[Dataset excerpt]
.....
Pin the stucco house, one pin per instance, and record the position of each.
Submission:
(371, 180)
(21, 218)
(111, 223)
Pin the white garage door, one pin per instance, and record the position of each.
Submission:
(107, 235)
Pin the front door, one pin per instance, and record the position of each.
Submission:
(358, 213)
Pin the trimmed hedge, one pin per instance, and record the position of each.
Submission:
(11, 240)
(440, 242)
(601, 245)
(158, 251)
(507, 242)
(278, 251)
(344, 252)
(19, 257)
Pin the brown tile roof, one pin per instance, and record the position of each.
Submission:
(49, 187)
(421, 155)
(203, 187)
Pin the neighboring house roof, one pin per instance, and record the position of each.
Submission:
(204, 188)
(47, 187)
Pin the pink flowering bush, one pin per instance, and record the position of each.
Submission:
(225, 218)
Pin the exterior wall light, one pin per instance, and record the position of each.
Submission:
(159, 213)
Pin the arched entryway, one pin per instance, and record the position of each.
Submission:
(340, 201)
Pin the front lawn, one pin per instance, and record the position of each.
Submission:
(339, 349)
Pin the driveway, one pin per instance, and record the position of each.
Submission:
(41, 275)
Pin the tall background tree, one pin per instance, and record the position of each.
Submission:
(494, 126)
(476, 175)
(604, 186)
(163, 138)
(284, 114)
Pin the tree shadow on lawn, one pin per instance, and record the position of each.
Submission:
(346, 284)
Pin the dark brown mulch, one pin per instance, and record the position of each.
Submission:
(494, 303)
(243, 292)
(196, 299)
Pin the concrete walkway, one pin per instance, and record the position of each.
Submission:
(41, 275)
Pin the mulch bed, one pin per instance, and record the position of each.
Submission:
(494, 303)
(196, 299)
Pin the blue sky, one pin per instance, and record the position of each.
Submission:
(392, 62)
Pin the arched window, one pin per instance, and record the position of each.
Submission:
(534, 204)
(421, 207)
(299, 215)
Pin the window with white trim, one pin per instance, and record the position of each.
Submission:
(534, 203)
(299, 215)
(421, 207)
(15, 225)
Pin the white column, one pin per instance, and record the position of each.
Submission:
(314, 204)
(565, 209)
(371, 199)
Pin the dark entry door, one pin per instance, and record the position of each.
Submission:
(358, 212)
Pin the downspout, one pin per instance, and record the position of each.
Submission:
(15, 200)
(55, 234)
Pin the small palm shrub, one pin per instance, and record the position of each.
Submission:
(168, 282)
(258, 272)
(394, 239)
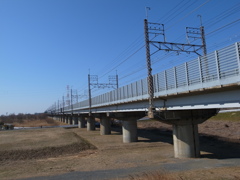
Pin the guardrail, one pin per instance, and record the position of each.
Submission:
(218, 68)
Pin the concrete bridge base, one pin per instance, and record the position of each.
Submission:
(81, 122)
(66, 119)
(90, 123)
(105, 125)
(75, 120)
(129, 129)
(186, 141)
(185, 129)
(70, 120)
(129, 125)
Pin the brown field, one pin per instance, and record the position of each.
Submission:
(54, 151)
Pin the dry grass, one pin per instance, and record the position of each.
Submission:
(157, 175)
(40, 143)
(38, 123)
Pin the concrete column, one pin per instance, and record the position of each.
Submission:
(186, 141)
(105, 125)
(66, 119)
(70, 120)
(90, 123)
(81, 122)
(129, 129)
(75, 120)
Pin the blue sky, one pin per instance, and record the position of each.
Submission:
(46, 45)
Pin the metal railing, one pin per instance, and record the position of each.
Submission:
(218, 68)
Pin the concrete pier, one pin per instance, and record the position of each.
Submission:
.....
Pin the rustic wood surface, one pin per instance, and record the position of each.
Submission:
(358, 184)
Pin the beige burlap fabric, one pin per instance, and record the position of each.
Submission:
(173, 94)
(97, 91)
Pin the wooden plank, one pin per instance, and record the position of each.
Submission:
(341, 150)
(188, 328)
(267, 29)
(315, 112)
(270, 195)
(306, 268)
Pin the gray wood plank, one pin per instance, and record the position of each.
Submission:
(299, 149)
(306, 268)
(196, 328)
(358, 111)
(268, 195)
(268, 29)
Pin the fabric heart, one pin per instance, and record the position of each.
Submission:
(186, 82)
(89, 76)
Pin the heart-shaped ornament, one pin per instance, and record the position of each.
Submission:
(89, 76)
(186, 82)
.....
Task: Pick out every line of the dataset excerpt that contains the word "column", and copy each one.

Answer for this exercise:
Pin the white column, one pin per instance, and record the position of each.
Pin the concrete column, one pin per instance, and record the position of each.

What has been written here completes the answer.